**Selected passage:**
- - -

GEPIK Orientation June/July 2008: Part 2

Continued from Part 1

Day 2: Tuesday 1 July 2008

Day two of the Orientation started with a Q&A session with Dain Bae, the GEPIK co-ordinator for secondary schools. I was a bit worried that this session would deteriorate into a series of gripes, and that Dain Bae would spend the entire time in defensive mode. I’d heard stories of previous orientations that became little more than an opportunity to complain about GEPIK.

Dain Bae did a really good job of defusing any potential tension in the room, and it was as simple as not treating the crowd as unruly schoolchildren. So we all settled down a little and heard about common concerns in the GEPIK contract and working conditions. There seems to be a lot of uncertainty about issues like pension fund and tax payments. For those South Africans who are still not sure: we are exempt from making pension fund payments in Korea, and for the first two years that you work for public schools in Korea you don’t pay income tax.

- - -

**Data lines:**
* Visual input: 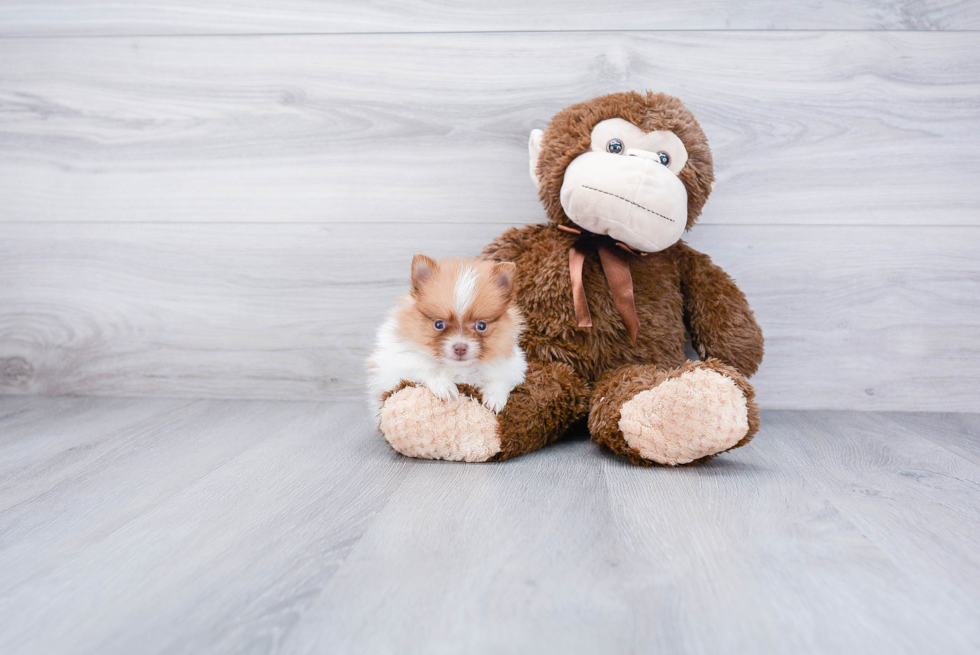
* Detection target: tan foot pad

- - -

**Problems and tasks:**
- A) Write out the GEPIK orientation post from "GEPIK Orientation June/July" to "complain about GEPIK.".
- B) According to the GEPIK orientation post, for how long are people working at public schools in Korea exempt from income tax?
- C) Carry on the GEPIK orientation post from its final sentence.

**Answer list:**
- A)
GEPIK Orientation June/July 2008: Part 2

Continued from Part 1

Day 2: Tuesday 1 July 2008

Day two of the Orientation started with a Q&A session with Dain Bae, the GEPIK co-ordinator for secondary schools. I was a bit worried that this session would deteriorate into a series of gripes, and that Dain Bae would spend the entire time in defensive mode. I’d heard stories of previous orientations that became little more than an opportunity to complain about GEPIK.

- B) For the first two years.

- C)
After this rather fruitful session we had further discussions about life in GEPIK, but this time in smaller groups. I’m not a fan of group discussions, and this session was a bit of a waste of time. The only good thing that came out of this was some cool lesson ideas, though this was a bit off topic from what we were actually meant to be doing. But this ended soon enough and off we went to lunch.

The first session after lunch was a talk by Mark Merzweiler on “My life as a GEPIK teacher.” The title of the session was a little boring, but the talk wasn’t. This was the first of the really useful lectures we had during the orientation week, though lecture probably isn’t the right word. The image that comes to mind is a guy talking about his experiences while sharing a beer in a bar somewhere. It was a really interesting to hear about this guy’s ups and downs in Korea, and why he is still here even though he first arrived in 1993. This guy has seen some really dodgy stuff in Korea, and seems to have had a really raw deal with some of the hagwons he taught at. It was good to put my experiences in Korea so far into this context, and to remember that things could be a lot worse. Not that things are all sunshine and roses, but oh boy, it could be a LOT worse.

I picked up a couple of good tips for lesson plans and classroom management from Mark. But I think the most important thing was to hear how, even after all these years teaching in Korea, he still struggles with many of the same problems I do, in terms of ensuring discipline and keeping the kids interested. So I’m not a shoddy teacher, and my kids aren’t especially naughty – this is just something you need to learn to handle.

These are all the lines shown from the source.